* [TASKS TO CARRY OUT]
1/ Copy from the election commentary the words from "Four years ago, at" to "revised version here.".
2/ Decide whether each statement below agrees with the election commentary. Answer yes or no for each and quote the deciding words.
(a) Fox News projected Joe Biden as the winner of the 2020 election.
(b) The proposal for a "Hail Mary" campaign first appeared as an Op Ed in the Washington Post.
(c) Four years earlier, Trump was projected to win 306 electoral votes.
3/ Write the next part of the election commentary, picking up after its final sentence.
** Start PAGE EXCERPT **
Donald Trump has claimed that he has won the 2020 presidential election even though all the major networks and news organizations, including Fox News, projected Joe Biden to be the winner with 51 percent of the popular vote and 306 electoral votes. Trump filed numerous legal challenges and has attempted to pressure Republican state legislators to ignore the apparent popular vote results in battleground states and instead designate a slate of electors pledged to him. This strategy has been labeled Trump’s “Hail Mary” (so-named after a type of long pass in football played at a desperate time in the game).

Four years ago, at this point in the electoral cycle, the same major news organizations projected Trump to win the election by the same number of electoral votes, 306.  Because Trump’s campaign was so excessively demagogic and because his actions and behavior portended a president who would abuse his power, Jeremi Suri, Sanford Levinson and I wrote an Op Ed for the New York Daily News that proposed a “Hail Mary” campaign to persuade Republican electors to vote for someone other than Trump when the Electoral College met to decide the contest.  At the time, we also published a revised version here.
** End PAGE EXCERPT **
** Start PROVIDED RECORDS **
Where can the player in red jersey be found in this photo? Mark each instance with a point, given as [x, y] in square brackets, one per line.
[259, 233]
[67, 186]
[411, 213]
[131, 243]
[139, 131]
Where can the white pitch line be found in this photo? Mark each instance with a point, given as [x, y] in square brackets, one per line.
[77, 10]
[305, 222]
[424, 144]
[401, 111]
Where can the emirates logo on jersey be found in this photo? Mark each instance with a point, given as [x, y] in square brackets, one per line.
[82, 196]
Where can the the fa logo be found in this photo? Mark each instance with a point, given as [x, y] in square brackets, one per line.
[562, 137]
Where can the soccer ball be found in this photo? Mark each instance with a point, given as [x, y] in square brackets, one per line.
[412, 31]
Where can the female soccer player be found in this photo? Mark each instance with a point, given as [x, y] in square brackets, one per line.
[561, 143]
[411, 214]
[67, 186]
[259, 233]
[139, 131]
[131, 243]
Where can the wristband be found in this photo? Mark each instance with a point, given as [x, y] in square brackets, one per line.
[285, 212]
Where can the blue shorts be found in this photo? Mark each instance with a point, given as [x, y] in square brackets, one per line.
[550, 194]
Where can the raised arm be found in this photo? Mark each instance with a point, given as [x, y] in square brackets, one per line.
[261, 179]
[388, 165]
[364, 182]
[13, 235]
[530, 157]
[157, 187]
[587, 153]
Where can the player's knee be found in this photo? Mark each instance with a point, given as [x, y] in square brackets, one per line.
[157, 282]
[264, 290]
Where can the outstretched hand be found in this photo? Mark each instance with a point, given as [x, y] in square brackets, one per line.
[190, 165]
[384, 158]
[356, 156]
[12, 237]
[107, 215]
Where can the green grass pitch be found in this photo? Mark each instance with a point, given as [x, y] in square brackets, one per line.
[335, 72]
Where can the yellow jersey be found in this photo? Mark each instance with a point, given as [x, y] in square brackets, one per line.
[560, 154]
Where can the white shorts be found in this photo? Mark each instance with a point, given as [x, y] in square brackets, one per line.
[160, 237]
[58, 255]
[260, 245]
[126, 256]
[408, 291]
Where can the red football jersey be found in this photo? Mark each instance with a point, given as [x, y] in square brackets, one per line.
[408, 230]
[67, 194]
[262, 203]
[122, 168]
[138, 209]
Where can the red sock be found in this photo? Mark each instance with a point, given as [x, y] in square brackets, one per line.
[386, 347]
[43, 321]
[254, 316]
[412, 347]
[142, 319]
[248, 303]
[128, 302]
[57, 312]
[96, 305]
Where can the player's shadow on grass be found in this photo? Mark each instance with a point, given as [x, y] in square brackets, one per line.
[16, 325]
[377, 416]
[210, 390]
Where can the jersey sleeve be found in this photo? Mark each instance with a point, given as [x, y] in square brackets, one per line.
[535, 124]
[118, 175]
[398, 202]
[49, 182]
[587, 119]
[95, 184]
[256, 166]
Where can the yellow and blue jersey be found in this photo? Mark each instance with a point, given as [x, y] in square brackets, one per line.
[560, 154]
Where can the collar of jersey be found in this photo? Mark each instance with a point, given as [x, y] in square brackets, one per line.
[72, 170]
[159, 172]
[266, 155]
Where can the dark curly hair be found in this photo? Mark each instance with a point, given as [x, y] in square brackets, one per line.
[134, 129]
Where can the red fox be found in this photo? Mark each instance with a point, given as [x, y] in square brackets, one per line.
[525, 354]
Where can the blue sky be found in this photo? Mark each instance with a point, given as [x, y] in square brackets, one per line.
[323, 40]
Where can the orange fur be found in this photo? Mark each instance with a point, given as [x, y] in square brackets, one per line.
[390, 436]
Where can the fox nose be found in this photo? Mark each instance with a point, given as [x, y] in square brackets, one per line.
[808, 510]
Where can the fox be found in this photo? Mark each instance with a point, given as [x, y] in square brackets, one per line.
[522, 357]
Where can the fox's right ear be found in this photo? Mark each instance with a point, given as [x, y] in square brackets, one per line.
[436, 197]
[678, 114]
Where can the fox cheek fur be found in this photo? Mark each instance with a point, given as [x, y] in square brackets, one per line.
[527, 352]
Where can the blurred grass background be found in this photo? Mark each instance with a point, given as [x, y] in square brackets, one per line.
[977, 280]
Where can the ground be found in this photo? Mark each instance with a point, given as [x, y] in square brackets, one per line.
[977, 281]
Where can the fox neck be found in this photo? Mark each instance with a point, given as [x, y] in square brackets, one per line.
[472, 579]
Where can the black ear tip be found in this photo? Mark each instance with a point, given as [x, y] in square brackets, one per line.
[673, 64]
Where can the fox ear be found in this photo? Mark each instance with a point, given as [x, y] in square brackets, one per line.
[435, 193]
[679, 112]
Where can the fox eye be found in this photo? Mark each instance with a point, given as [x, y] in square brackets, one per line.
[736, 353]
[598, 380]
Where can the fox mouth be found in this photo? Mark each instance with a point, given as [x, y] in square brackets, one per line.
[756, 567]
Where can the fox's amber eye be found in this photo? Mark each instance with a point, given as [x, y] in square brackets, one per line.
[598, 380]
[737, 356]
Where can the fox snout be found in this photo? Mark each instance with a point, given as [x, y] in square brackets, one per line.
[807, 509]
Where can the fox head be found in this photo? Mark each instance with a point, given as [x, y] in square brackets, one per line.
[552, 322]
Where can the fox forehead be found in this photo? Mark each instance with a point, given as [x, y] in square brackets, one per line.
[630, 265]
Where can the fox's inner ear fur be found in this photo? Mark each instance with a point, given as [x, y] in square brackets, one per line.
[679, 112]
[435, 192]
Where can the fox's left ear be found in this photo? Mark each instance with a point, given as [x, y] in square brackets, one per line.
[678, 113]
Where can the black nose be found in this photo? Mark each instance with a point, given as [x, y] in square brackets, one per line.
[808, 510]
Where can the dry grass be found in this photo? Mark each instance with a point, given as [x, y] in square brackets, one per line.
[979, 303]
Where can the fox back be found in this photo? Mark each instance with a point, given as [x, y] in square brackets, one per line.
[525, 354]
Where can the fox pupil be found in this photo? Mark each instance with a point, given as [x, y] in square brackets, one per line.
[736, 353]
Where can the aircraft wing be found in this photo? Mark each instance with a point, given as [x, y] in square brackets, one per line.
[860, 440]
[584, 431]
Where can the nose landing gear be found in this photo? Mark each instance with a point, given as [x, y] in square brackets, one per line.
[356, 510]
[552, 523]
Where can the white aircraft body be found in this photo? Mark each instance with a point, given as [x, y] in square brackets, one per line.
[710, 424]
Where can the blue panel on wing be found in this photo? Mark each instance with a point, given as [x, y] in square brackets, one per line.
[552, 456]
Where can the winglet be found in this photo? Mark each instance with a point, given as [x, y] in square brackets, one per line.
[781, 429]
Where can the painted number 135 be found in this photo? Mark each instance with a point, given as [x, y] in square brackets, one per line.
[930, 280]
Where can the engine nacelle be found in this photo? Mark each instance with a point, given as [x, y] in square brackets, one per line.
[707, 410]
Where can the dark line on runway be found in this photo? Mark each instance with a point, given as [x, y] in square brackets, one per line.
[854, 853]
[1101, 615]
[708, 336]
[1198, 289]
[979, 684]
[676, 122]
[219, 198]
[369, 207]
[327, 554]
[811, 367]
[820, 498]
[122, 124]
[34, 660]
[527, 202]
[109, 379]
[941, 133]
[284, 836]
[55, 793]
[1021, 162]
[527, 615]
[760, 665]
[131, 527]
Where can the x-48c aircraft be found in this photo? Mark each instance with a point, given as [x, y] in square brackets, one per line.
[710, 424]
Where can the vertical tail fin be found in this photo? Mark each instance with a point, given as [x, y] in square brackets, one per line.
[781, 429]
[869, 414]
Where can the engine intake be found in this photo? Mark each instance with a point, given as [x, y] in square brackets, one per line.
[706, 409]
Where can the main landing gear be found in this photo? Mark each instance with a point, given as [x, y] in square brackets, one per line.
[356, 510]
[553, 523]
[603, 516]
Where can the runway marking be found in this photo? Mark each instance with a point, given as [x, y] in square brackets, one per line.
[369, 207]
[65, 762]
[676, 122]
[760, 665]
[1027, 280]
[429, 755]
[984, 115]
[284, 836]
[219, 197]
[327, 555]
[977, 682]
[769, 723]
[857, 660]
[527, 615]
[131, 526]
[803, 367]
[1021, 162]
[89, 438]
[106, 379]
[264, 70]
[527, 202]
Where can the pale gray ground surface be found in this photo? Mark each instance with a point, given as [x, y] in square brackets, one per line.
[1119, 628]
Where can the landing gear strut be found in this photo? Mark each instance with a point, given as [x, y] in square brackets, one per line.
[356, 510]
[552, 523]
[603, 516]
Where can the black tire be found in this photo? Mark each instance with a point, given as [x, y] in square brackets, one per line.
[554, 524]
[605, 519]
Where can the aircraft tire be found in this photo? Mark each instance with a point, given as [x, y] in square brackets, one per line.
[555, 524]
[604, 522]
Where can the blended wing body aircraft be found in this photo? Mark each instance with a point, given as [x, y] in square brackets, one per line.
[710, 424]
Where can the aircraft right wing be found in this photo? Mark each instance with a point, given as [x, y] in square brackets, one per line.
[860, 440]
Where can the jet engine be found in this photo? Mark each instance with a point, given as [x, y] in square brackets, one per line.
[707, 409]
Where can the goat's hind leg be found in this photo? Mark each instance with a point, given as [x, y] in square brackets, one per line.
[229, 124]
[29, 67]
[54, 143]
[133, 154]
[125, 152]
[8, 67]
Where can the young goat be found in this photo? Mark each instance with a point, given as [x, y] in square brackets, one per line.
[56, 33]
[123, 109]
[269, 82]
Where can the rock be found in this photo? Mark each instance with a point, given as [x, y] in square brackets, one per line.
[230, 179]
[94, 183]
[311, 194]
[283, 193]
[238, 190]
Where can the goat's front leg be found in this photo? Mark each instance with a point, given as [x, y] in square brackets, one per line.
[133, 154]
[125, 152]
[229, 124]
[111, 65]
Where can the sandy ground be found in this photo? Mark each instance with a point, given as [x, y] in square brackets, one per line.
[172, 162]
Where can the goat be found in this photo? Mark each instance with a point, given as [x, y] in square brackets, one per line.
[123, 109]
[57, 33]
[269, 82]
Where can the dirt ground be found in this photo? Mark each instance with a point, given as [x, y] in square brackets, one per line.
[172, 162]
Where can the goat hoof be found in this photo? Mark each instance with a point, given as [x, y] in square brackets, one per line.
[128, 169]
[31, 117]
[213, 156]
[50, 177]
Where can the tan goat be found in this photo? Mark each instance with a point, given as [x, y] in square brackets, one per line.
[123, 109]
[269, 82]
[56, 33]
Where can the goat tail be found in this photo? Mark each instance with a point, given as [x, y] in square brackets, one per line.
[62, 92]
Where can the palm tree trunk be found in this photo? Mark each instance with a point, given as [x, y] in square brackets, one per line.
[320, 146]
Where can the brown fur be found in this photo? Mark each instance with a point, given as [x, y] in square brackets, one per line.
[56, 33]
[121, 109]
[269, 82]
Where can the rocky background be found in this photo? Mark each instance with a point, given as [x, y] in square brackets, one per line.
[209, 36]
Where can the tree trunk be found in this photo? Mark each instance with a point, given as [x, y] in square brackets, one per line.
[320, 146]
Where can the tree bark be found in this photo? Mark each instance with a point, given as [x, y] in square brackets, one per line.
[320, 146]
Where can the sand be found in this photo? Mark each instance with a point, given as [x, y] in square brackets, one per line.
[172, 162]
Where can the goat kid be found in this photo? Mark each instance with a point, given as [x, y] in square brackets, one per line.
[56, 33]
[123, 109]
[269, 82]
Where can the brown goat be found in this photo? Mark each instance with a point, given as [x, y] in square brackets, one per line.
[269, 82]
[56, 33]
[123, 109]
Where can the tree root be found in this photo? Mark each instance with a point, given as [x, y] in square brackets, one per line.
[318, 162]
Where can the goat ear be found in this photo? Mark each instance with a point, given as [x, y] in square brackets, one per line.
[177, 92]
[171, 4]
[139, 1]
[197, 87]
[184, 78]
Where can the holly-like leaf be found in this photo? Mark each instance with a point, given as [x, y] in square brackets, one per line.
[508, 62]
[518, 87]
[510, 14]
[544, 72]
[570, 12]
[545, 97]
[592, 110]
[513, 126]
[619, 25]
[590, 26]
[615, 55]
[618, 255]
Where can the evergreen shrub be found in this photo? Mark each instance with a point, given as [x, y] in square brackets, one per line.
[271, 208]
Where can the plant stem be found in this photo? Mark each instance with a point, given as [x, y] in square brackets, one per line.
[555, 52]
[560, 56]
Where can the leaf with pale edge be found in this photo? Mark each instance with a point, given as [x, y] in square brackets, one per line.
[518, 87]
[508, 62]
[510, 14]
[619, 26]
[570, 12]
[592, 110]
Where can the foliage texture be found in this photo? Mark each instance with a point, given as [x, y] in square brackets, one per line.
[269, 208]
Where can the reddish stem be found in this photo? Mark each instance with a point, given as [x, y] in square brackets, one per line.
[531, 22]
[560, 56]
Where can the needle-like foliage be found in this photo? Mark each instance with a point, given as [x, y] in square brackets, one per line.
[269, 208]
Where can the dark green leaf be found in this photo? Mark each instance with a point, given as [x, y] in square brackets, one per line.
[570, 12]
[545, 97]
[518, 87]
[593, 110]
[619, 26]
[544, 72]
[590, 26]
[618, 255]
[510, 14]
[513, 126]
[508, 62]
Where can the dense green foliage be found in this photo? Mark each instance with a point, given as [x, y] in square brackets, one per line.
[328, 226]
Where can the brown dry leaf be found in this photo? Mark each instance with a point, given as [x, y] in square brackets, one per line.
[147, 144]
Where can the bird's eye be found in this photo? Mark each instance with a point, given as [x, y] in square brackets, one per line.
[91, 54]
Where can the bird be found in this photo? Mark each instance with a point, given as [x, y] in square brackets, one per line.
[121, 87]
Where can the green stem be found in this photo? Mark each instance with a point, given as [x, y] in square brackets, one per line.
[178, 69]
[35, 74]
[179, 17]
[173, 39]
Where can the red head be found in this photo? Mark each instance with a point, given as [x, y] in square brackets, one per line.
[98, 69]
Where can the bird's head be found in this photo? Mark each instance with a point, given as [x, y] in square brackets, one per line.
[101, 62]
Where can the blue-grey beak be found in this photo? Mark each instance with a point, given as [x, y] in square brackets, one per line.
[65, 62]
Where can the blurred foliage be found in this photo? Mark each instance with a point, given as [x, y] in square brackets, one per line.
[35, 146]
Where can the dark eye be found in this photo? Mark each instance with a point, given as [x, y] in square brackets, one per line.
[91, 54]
** End PROVIDED RECORDS **
* [ANSWERS FOR THE EXERCISE]
1/
Four years ago, at this point in the electoral cycle, the same major news organizations projected Trump to win the election by the same number of electoral votes, 306.  Because Trump’s campaign was so excessively demagogic and because his actions and behavior portended a president who would abuse his power, Jeremi Suri, Sanford Levinson and I wrote an Op Ed for the New York Daily News that proposed a “Hail Mary” campaign to persuade Republican electors to vote for someone other than Trump when the Electoral College met to decide the contest.  At the time, we also published a revised version here.

2/
(a) Yes: "including Fox News, projected Joe Biden to be the winner"
(b) No: "wrote an Op Ed for the New York Daily News"
(c) Yes: "projected Trump to win the election by the same number of electoral votes, 306"

3/
Now, Suri, Levinson and I believe that Trump’s unprecedented behavior during the time between the election and Biden’s inauguration presents a threat to the constitutional order.  We think that his attempts to thwart the process in 2020 are anti-constitutional and autocratic.  Are we hypocrites? Was our controversial argument in 2016 for conscientious electors to deny victory to the apparent winner a precedent for Trump’s argument today? Was our “Hail Mary” a precedent for Trump’s “Hail Mary?” I think not.

“Hail Marys” of 2016 and 2020, and the Electoral College

Our argument was that Trump was unfit for office even though he had won the popular vote in sufficient states to meet the threshold for a majority of Electoral College votes. We did not claim that the counting of ballots was corrupt or flawed. We did not claim that he had lost the popular votes in the states that determined the outcome. We did not claim that Hillary Clinton deserved to win because she won the national popular vote by a substantial margin.

Rather, we claimed that the Electoral College was designed to prevent exactly the kind of outcome that Trump represented—a demagogue who would subvert the constitutional order. Although the Electoral College had long ceased to function as deliberative bodies meeting state by state, and instead had become a mere counting mechanism, the Constitution had never actually been amended. The Electoral College thus remained a viable resource to contend with the problem for which it was originally designed.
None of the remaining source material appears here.